(Dataset entries)

########################################

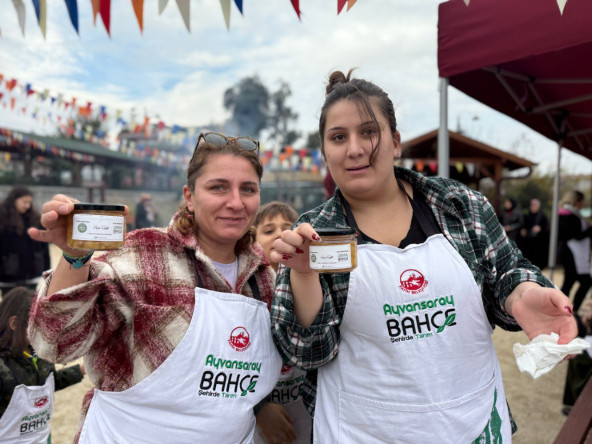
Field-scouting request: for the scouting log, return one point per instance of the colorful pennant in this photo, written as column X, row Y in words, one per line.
column 20, row 12
column 105, row 13
column 138, row 6
column 296, row 6
column 225, row 5
column 183, row 6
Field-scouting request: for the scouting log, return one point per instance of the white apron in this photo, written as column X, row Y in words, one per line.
column 26, row 419
column 580, row 250
column 205, row 390
column 287, row 393
column 416, row 362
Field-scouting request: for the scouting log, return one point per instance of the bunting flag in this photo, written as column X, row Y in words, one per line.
column 139, row 11
column 296, row 6
column 102, row 8
column 41, row 13
column 184, row 10
column 161, row 5
column 105, row 12
column 561, row 4
column 73, row 13
column 225, row 4
column 20, row 12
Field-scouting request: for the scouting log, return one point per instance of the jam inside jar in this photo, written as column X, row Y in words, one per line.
column 96, row 226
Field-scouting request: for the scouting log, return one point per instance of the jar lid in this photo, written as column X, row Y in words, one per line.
column 98, row 207
column 335, row 231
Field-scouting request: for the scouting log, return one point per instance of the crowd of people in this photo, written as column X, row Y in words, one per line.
column 220, row 316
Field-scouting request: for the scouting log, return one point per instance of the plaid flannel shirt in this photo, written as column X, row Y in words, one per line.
column 468, row 222
column 136, row 306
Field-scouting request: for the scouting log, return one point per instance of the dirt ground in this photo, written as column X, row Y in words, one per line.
column 535, row 403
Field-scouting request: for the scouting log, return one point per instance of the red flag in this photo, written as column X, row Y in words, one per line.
column 296, row 5
column 105, row 11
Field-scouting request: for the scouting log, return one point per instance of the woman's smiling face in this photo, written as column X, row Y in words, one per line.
column 348, row 141
column 224, row 201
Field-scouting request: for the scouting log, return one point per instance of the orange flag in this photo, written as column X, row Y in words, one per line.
column 139, row 10
column 96, row 5
column 105, row 11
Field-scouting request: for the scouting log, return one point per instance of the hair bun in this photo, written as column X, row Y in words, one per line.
column 336, row 78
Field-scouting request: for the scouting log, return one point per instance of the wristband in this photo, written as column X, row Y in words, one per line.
column 78, row 262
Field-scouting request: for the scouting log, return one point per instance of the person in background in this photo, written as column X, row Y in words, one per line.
column 511, row 219
column 22, row 259
column 272, row 219
column 27, row 383
column 574, row 235
column 146, row 214
column 174, row 325
column 400, row 348
column 534, row 235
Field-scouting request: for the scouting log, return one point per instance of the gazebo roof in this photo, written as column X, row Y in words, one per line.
column 462, row 149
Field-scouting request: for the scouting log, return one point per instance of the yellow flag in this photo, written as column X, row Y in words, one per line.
column 225, row 4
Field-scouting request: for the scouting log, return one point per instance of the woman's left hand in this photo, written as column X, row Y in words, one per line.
column 275, row 424
column 539, row 310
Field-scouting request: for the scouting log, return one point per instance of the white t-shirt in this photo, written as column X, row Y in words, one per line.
column 229, row 271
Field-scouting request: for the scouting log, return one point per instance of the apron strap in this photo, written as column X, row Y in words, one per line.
column 252, row 280
column 424, row 219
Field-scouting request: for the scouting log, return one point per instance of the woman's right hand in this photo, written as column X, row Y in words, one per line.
column 54, row 219
column 291, row 249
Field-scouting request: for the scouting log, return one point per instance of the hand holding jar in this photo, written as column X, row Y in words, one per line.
column 326, row 250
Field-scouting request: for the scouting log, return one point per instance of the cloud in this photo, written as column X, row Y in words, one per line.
column 181, row 77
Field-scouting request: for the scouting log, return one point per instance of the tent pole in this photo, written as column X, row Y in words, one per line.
column 555, row 214
column 443, row 137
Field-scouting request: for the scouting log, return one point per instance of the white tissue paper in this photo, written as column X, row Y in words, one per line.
column 543, row 353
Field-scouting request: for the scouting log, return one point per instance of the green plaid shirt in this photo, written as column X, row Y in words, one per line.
column 466, row 219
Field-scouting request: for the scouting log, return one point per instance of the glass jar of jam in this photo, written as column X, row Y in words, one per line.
column 96, row 226
column 335, row 252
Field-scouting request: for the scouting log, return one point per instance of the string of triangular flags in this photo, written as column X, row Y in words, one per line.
column 560, row 3
column 102, row 9
column 146, row 135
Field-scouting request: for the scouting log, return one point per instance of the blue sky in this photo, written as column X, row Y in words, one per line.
column 181, row 76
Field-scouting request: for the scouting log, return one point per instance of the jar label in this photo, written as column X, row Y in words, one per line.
column 90, row 227
column 327, row 257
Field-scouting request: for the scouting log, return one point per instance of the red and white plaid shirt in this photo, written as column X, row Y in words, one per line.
column 136, row 306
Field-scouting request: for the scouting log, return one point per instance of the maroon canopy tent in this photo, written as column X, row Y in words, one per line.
column 528, row 59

########################################

■ The task:
Echo the entries word for word, from the start of the entries through the line containing "column 335, row 231", including that line. Leave the pictures out of your answer.

■ Exercise solution:
Field-scouting request: for the scouting log, return one point per instance of the colorful pennant in this photo, written as column X, row Y in words, one per line.
column 20, row 12
column 105, row 13
column 138, row 6
column 296, row 6
column 225, row 5
column 183, row 6
Field-scouting request: for the scouting log, return one point per instance of the white apron in this photo, written as column X, row Y in words, one per line.
column 26, row 419
column 580, row 250
column 205, row 390
column 287, row 393
column 416, row 362
Field-scouting request: for the scouting log, return one point per instance of the bunting flag in this photo, written as column X, row Y in words, one per line.
column 139, row 11
column 296, row 6
column 102, row 8
column 41, row 13
column 184, row 10
column 161, row 5
column 105, row 12
column 561, row 4
column 73, row 13
column 225, row 4
column 20, row 12
Field-scouting request: for the scouting log, return one point per instance of the jam inside jar in this photo, written as column X, row Y in words, one per line.
column 96, row 226
Field-scouting request: for the scouting log, return one point per instance of the jar lid in this photo, written as column X, row Y in words, one per line.
column 98, row 207
column 335, row 231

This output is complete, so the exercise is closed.